→ **Task directions**
From the text on Willow's building analytics, extract word for word the part that opens with the words containing "Willow ensures that" and closes with "same underlying problem.".

Willow ensures that inefficiencies don’t go unnoticed. Users gain clarity and guidance on root cause and corrective actions. This avoids the common pitfall of addressing superficial symptoms which can result in sending out technicians repeatedly to address the same underlying problem. 

2. Analyze per Design 

Willow runs Skills that leverage the design specification of equipment installed. An example Skill is Cooling Coil Leaving Air Temperature Exceeds Design Spec, which compares the real-time Leaving Air Temperature as measured by a sensor, 14 deg C to the Design Value of 12 deg C specified in the design docs. By using AI techniques to pull in static data from design drawings, Willow hydrates asset twin properties in the Knowledge Graph. As a result, static data can be compared against live data to know when systems are operating outside spec as designed by the equipment manufacturer.  

Resolving a design-spec insight can lead to reduced energy consumption, lower operational costs, and improved system efficiency. Occupant comfort is improved by meeting temperature and ventilation standards and equipment lifespan may be extended. 

3. Dynamic Baseline 

The concept of a Dynamic Baseline refers to the ability to continuously adjust to “normal” system behavior. Instead of relying on fixed thresholds, it identifies deviations from expected behavior. Willow uses historical data to identify anomalies based on past system performance under similar load conditions. This enhances early detection and visibility into system performance.

As an example, water leak detection insights in Willow are generated when telemetry from water-use assets such as sensors on pipes, tanks, or plumbing fixtures shows abnormal activity that may indicate a leak. Data sources like flow sensors and moisture detectors provide real-time usage and alert data. Insights are triggered either by threshold-based rules as per design spec or more advanced dynamic baseline rules, which learn and adapt to normal usage patterns over time. This approach accounts for seasonal shifts, occupancy changes, and scheduled water use, enabling more accurate leak detection, fewer false alarms, and faster, context-rich interventions that help prevent damage and reduce costs. 

4. Occupancy-based Optimization 

Willow enables organizations to combine multiple occupancy signals such as building access control with badge swipe data, people counting sensors, and environmental motion detectors. Each signal type offers unique context: access control shows entry and exit events, people counters track real-time presence, and motion sensors detect activity. When these are integrated, the system can cross-validate data, reduce false positives, and build a more reliable picture of space utilization. 

Occupancy data enables Active Control. During unoccupied periods, building systems like HVAC can automatically scale down, reducing unnecessary energy use. Conversely, when occupancy is detected or predicted, systems can preemptively adjust to ensure comfort. This real-time responsiveness leads to cost savings by minimizing energy waste and optimizing equipment runtime.

→ **Material provided**
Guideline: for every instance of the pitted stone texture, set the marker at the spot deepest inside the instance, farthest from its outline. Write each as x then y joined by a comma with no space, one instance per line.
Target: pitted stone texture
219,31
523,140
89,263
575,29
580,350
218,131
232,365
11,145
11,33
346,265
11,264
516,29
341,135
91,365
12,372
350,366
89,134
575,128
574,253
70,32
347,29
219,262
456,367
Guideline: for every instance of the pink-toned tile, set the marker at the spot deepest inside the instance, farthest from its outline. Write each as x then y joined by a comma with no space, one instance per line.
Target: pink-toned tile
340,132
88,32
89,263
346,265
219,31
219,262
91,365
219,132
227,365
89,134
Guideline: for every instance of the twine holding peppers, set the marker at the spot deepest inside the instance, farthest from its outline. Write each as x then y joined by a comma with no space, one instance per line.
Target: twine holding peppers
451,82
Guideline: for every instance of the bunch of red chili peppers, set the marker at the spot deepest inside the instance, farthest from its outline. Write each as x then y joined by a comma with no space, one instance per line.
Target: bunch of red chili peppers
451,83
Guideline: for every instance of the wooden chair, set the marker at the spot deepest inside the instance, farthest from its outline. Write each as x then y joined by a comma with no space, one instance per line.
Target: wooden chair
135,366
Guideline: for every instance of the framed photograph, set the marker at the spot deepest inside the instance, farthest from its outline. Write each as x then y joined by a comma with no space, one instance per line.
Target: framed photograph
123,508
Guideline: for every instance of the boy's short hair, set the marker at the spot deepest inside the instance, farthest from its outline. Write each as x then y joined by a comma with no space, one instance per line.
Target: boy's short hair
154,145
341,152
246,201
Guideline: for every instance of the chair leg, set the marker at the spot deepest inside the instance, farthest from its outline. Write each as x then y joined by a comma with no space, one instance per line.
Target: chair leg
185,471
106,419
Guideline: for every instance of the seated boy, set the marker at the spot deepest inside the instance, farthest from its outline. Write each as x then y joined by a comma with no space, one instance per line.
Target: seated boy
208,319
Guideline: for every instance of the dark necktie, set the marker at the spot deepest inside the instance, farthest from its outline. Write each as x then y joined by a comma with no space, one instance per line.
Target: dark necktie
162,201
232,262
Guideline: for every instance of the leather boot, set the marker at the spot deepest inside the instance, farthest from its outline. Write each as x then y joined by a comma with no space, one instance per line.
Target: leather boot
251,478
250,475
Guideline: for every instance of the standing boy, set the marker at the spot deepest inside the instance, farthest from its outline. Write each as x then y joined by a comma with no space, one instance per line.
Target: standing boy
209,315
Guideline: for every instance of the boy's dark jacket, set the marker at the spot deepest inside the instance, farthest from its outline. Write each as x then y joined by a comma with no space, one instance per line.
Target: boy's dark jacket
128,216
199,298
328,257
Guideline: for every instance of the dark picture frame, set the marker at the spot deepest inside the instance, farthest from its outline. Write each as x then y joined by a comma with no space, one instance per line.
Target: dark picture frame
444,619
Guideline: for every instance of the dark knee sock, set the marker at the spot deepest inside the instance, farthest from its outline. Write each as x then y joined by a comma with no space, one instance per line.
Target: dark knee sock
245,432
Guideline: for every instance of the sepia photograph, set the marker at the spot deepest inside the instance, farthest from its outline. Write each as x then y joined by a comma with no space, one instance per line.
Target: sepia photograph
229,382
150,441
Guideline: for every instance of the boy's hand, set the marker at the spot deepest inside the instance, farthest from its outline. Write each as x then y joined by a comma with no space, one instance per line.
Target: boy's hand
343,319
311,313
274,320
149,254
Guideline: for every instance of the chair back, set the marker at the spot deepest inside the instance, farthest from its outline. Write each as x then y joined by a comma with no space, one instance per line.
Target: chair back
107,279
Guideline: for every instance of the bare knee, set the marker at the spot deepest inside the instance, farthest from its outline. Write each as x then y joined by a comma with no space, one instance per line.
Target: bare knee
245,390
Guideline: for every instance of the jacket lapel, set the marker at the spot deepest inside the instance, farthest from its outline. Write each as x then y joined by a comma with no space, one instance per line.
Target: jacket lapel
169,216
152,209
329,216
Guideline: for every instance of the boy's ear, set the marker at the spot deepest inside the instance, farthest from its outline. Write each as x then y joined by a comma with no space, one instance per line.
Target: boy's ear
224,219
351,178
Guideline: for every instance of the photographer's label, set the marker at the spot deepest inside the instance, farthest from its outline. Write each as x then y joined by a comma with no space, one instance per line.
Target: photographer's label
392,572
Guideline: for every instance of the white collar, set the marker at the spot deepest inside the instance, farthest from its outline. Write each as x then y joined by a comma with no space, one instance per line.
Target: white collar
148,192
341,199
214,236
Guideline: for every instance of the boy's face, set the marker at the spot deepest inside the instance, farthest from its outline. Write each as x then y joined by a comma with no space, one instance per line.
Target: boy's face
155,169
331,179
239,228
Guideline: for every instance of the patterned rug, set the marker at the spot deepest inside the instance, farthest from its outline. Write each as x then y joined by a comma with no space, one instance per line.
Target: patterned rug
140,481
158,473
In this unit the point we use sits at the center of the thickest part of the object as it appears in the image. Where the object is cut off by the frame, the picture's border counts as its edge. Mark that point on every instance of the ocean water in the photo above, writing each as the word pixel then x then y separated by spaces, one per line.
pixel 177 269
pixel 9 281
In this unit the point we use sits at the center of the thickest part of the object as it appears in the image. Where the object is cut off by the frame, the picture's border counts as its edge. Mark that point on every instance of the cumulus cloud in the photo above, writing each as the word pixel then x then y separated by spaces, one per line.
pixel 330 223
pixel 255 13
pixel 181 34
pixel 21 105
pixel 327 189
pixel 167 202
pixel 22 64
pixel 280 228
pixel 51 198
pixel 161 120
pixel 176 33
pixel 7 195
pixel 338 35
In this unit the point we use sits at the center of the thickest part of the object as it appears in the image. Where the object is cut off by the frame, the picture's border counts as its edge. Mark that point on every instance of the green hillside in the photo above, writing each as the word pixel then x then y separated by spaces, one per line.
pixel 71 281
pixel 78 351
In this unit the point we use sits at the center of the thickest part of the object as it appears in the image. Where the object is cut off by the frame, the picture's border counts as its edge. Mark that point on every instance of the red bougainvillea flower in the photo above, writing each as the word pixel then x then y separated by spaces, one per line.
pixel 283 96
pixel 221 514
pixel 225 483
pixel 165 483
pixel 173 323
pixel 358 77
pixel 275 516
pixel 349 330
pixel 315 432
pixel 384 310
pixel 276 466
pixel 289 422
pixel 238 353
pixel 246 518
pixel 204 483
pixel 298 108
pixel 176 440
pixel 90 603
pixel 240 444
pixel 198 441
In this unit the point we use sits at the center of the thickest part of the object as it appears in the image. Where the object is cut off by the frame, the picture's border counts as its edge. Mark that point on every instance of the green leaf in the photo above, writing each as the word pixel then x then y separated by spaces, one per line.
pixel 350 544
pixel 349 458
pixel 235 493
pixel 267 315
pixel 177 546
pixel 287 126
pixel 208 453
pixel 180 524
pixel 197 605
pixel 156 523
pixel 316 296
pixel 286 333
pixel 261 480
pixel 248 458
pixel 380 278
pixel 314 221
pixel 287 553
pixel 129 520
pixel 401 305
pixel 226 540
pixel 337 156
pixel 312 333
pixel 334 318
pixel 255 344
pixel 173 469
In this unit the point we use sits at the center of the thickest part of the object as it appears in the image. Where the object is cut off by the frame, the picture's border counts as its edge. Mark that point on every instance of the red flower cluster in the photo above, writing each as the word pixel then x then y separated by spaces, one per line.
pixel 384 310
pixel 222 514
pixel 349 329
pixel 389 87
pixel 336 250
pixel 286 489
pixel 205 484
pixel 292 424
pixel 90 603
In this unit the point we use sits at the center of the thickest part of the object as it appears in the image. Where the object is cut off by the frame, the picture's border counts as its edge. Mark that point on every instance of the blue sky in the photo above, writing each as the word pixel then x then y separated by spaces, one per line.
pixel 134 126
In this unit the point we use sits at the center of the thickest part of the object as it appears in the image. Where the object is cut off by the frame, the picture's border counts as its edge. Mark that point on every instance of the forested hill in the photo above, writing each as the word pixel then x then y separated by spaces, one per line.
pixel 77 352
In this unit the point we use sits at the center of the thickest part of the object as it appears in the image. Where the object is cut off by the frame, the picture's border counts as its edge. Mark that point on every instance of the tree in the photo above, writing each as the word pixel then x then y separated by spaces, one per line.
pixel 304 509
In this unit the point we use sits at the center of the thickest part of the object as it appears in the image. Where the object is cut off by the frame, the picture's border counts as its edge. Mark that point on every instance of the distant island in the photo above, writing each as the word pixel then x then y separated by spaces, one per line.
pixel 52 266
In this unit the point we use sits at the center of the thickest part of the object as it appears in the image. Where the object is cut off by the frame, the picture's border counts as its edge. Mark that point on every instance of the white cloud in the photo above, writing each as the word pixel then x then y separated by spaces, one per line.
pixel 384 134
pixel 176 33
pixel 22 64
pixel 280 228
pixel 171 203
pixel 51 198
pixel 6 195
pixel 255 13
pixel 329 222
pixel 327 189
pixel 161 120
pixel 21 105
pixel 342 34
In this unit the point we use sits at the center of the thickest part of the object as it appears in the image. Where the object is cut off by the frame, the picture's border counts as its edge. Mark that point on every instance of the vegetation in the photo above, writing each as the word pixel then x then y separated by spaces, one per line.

→ **Response for this exercise**
Willow ensures that inefficiencies don’t go unnoticed. Users gain clarity and guidance on root cause and corrective actions. This avoids the common pitfall of addressing superficial symptoms which can result in sending out technicians repeatedly to address the same underlying problem.